• **PROBLEM STATEMENT**
Print every entry again, precisely as written.

• **RECORDED DATA**
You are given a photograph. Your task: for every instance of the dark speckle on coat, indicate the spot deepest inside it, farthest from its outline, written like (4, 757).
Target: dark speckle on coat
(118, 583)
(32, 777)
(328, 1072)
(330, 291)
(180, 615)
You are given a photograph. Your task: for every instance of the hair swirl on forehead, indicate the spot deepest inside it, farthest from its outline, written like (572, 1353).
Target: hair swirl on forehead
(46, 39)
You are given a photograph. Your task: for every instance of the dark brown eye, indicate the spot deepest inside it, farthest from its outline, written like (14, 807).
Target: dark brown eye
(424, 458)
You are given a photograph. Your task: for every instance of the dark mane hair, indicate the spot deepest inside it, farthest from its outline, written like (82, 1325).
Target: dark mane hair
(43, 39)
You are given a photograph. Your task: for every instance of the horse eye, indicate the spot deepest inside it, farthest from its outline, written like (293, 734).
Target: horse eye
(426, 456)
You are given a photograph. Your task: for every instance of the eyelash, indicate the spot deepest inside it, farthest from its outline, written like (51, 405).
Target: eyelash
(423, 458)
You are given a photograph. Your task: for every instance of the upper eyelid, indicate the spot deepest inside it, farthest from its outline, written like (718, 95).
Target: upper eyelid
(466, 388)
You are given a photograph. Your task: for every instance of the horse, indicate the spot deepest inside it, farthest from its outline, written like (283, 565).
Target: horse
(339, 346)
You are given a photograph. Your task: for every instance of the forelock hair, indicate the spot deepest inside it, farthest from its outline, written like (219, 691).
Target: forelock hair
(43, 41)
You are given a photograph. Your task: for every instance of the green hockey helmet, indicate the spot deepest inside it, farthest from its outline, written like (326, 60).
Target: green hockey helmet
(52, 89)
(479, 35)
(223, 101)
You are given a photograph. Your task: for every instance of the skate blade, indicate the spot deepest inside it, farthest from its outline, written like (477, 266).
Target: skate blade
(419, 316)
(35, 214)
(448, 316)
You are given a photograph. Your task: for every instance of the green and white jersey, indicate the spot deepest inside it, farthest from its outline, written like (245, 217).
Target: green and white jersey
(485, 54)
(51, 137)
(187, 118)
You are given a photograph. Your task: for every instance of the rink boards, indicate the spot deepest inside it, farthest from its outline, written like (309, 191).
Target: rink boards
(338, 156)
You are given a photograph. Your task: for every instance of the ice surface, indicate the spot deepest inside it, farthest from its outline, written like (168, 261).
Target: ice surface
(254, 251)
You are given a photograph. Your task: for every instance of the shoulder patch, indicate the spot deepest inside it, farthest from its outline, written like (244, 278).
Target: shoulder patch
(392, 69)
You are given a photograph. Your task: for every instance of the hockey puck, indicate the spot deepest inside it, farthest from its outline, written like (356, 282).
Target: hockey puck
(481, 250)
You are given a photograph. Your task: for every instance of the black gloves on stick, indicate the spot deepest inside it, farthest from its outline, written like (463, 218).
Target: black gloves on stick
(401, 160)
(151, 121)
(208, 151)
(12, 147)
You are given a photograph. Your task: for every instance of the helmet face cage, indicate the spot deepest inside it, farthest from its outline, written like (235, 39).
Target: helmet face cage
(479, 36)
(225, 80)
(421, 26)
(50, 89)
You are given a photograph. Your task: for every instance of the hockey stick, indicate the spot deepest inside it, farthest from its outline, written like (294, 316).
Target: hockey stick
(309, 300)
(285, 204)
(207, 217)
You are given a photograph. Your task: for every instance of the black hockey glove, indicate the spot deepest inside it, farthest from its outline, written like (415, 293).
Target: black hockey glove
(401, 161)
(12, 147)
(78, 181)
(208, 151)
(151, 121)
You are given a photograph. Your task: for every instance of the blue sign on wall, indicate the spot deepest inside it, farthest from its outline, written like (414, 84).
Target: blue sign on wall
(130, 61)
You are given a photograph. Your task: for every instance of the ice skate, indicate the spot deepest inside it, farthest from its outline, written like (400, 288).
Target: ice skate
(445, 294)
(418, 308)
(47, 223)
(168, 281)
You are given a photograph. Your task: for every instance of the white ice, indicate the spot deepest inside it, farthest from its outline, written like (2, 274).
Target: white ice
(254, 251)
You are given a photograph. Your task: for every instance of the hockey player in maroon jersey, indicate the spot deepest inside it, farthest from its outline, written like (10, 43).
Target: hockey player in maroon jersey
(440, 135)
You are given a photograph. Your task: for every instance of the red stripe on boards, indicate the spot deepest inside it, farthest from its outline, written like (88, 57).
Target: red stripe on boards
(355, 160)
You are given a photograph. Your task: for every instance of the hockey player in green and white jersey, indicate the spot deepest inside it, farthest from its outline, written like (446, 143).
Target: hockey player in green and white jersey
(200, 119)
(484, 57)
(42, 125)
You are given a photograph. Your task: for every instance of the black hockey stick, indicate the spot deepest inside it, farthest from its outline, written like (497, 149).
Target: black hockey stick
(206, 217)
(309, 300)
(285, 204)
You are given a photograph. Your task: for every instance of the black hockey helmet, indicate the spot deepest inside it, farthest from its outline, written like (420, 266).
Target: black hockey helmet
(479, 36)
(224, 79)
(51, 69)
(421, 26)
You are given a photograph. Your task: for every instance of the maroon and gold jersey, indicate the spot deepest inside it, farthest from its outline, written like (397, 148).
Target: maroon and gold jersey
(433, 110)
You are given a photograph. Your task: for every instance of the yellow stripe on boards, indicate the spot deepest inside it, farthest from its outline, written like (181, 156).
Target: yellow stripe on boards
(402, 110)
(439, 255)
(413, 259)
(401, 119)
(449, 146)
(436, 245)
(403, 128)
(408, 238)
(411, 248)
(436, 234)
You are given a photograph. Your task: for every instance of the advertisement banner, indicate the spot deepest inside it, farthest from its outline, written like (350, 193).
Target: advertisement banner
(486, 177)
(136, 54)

• **RESPONSE**
You are given a photograph. Your task: for every instance of the dark speckle on coat, indicate the spot deepest inside it, farthest from its outline, written like (4, 757).
Target: dark speckle on coat
(118, 583)
(32, 777)
(328, 1072)
(330, 291)
(180, 615)
You are given a photograph. Your task: for every instance of the hair swirl on forehead, indicate the spot deepest inside it, farthest from its outline, written like (572, 1353).
Target: hair swirl on forehead
(46, 39)
You are given a photograph. Your task: for every instance of the dark brown eye, indicate the spot deepest inside it, farthest from its outline, written like (14, 807).
Target: dark brown eye
(424, 458)
You are given a photograph. Your task: for every instance of the dark mane hair, indicate the spot deepest inside it, farthest from its outline, written like (82, 1325).
Target: dark mane hair
(43, 39)
You are given a photograph. Your task: for every instance of the horse eye, indicate the spot deepest inside it, farthest from its outline, written like (293, 734).
Target: horse eye
(426, 456)
You are given a photograph. Your task: for every instance of the eyelash, indicate the spot deepest inside it, farthest from its outline, written like (51, 405).
Target: eyelash
(423, 458)
You are given a photograph. Your task: for every instance of the upper eyelid, indicate the spot deepest inside it, farthest from its outline, written like (718, 95).
Target: upper eyelid
(466, 388)
You are given a photograph. Your task: for every instance of the horse, indicate the spot deepest inside it, farthest from its outline, written like (283, 565).
Target: horse
(339, 346)
You are given a photograph. Your task: for every instance of the forelock hair, indicate the spot deepest inside it, farthest from its outline, written like (219, 691).
Target: forelock hair
(43, 41)
You are given a photograph. Your task: for every instance of the green hockey helmet, indicate the spot deepest inside it, farthest from its outline, written like (326, 60).
Target: green hockey helmet
(52, 89)
(479, 35)
(223, 101)
You are given a photograph. Your task: for every instance of the skate blade, indicate the spot deepest inside it, farthest from its outline, written like (477, 266).
Target: skate blade
(419, 316)
(35, 214)
(448, 316)
You are given a photograph. Your task: for every instance of the green and white jersey, indicate the spot deepest inside it, farthest from its outline, written like (245, 217).
Target: green and white jersey
(485, 54)
(51, 137)
(187, 118)
You are given a photograph. Your task: for every instance of the rink boards, indicate the spot deepest inside it, farthest from its outline, written like (309, 191).
Target: rink boards
(338, 156)
You are given a photograph. Your task: for every instance of the ice surface, indicate the spot deepest inside it, farthest from its outline, written like (168, 261).
Target: ice surface
(254, 251)
You are given a photograph. Your task: for every instance of the shoulder patch, indicate the spot deepest inside it, farthest from its outline, written like (244, 278).
Target: shoulder patch
(392, 69)
You are given a photograph. Your task: for every instance of the hockey puck, indicate the spot deepest inside it, farthest from its outline, written like (356, 282).
Target: hockey puck
(481, 250)
You are given a photograph. Your task: for every instance of the black gloves on stick, indicate the spot deepest inside it, farthest from its outline, written like (463, 218).
Target: black gloves on stick
(401, 160)
(151, 121)
(208, 151)
(12, 147)
You are given a photograph. Your task: for every instance of the helmet face cage, indicate the spot deepest inside it, farthest from its outline, written like (235, 39).
Target: helmet face cage
(479, 36)
(225, 80)
(421, 26)
(50, 89)
You are given a photograph. Your task: for every instance of the hockey stick, indicate the spot deepest inside it, farthest from its outline, written like (294, 316).
Target: hockey stick
(309, 300)
(285, 204)
(207, 217)
You are given a photograph. Your task: for every instance of the black hockey glove, indicate the spot deepest inside it, farthest from its outline, written like (415, 293).
Target: black hockey glove
(401, 161)
(12, 147)
(78, 181)
(208, 151)
(151, 121)
You are given a photograph. Your task: for every instance of the blue sign on wall, indicate the spot deepest inside it, farthest from its outline, written like (414, 84).
Target: blue sign on wall
(130, 61)
You are given a photograph. Your task: for every instance of the ice skate, indicate the spot deepest inside it, farthest from its outline, written like (400, 288).
Target: ice skate
(445, 294)
(418, 308)
(47, 223)
(168, 281)
You are given a photograph. Your task: for every instance of the white ice, indicate the spot deepest inside it, farthest from its outline, written like (2, 274).
Target: white ice
(254, 251)
You are given a photograph. Your task: for every instance of the hockey player in maroon jersey, indicate the spot deepest inside it, farthest from its outline, written like (10, 43).
Target: hockey player in maroon jersey
(440, 135)
You are given a photograph. Your task: for every instance of the red stripe on boards, indicate the spot deepest inside it, farthest from its outline, written like (88, 57).
Target: red stripe on boards
(355, 160)
You are given a photograph. Your task: for every instance of the hockey player in green and white jersey, indicate the spot deepest inside it, farthest from its outline, written like (446, 143).
Target: hockey player in green and white jersey
(200, 119)
(484, 57)
(42, 125)
You are given a photograph. Your task: for every instance of the black hockey stick, indicate the spot deepest inside it, farthest from its outline, written like (497, 149).
Target: black hockey stick
(206, 217)
(309, 300)
(285, 204)
You are given a photograph. Your task: for every instance of the black hockey helmet, indicate the spot deepest inside it, farthest from its outline, written like (420, 266).
Target: black hockey helmet
(479, 36)
(224, 79)
(51, 69)
(421, 26)
You are given a photograph. Your task: for every instance of the maroon and gold jersey, indicate the spot deepest inside it, farthest from its outline, written like (397, 148).
Target: maroon and gold jersey
(433, 110)
You are given a photograph. Your task: for every instance of the yellow stripe on boards, indicate the spot deepest inside it, farthest from its outline, written like (181, 156).
Target: yellow stripe on boards
(402, 110)
(439, 255)
(413, 259)
(401, 119)
(449, 146)
(436, 245)
(403, 128)
(408, 238)
(411, 248)
(436, 234)
You are given a photograph. Your task: for every instance of the advertisement banner, indicate the spot deepest inside it, farthest from its outline, written like (350, 193).
Target: advertisement banner
(486, 177)
(136, 54)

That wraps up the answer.